# [THE DATA]
· · · ·

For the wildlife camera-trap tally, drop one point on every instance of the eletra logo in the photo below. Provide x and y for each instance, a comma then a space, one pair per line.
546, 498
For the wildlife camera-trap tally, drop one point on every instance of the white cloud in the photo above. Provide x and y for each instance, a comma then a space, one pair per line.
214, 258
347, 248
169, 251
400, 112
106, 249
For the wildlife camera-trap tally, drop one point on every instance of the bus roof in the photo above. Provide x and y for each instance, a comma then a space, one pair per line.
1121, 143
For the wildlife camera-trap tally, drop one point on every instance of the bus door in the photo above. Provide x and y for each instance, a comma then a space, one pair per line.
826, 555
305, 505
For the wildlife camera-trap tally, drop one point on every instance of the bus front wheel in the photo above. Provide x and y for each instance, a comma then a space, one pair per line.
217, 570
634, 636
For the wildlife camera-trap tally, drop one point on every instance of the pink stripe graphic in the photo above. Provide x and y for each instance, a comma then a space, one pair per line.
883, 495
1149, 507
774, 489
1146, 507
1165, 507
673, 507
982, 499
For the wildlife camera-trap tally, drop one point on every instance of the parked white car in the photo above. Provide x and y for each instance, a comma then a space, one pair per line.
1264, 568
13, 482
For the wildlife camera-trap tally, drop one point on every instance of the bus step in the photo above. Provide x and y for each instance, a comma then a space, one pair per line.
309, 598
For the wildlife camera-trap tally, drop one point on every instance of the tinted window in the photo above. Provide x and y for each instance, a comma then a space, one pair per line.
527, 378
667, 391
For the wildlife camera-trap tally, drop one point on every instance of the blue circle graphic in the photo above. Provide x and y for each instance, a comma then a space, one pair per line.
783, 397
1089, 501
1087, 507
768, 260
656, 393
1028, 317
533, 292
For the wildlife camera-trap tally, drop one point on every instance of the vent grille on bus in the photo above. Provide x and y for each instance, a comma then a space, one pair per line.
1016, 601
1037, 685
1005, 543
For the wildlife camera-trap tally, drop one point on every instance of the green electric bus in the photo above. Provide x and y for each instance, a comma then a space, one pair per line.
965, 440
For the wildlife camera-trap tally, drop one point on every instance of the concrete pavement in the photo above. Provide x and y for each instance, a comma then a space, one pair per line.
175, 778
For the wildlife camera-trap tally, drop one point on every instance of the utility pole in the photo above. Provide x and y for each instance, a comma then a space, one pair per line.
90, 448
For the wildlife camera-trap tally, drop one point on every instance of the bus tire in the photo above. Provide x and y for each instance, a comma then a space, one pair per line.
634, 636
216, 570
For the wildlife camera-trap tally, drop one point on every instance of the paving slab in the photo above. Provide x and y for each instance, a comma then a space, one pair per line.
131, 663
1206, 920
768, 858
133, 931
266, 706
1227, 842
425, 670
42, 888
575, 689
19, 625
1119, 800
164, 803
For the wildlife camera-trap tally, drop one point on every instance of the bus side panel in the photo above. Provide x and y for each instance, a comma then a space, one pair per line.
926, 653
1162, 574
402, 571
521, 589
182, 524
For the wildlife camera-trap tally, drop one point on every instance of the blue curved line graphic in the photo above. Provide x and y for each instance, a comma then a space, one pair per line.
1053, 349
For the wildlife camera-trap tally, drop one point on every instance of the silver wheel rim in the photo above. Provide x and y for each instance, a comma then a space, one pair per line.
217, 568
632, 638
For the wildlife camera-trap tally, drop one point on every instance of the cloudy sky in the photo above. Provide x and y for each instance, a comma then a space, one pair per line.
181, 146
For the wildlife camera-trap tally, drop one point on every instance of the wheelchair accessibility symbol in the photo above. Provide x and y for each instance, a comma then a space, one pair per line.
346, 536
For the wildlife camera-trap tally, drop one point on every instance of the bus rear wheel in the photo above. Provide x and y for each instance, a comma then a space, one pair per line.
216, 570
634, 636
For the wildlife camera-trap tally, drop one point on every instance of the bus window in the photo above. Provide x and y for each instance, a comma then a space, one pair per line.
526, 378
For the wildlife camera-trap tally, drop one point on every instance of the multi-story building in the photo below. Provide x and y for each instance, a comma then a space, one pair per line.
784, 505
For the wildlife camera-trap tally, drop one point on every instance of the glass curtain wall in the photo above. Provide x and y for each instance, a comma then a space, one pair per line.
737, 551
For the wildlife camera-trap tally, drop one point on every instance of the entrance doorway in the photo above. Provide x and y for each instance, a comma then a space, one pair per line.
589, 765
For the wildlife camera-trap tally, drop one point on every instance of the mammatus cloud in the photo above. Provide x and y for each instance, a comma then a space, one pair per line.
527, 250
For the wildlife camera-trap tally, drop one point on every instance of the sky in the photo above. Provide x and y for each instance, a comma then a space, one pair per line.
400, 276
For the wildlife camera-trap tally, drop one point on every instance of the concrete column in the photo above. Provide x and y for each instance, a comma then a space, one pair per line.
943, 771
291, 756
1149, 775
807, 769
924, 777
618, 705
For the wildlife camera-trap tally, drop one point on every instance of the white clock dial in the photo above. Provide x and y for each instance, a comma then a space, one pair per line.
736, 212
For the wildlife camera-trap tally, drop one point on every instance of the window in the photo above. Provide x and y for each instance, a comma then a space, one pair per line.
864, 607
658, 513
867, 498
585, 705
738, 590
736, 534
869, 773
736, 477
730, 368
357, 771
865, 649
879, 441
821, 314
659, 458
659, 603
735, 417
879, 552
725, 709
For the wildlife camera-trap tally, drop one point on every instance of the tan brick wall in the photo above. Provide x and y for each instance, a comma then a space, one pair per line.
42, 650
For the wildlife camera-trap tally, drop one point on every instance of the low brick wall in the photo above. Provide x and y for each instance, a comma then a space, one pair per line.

· · · ·

# [STATED PROBLEM]
Reproduce the material verbatim, beginning at the line that contains "of the window" and continuing through the final line of the material, with both ends included.

# [SOLVED PROBLEM]
For the wildlife camera-trap tally, drop one point on every instance of the window in the photo above. Provide x and y for each instance, a comma then a space, one pair per line.
864, 607
658, 513
867, 498
585, 705
738, 590
736, 534
869, 773
736, 477
730, 368
357, 771
865, 649
879, 441
821, 314
659, 458
659, 603
735, 417
879, 552
725, 709
For the wildlife camera-trap tally, drop one point on every instance of the tan brick wall in the photo above. Provide x and y for each instance, a comma then a space, one pair per line.
42, 650
For the wildlife camera-trap tally, drop one point on every instance of the low brick wall in the photo above. Provide x and y for each instance, a comma then a space, one pair per line.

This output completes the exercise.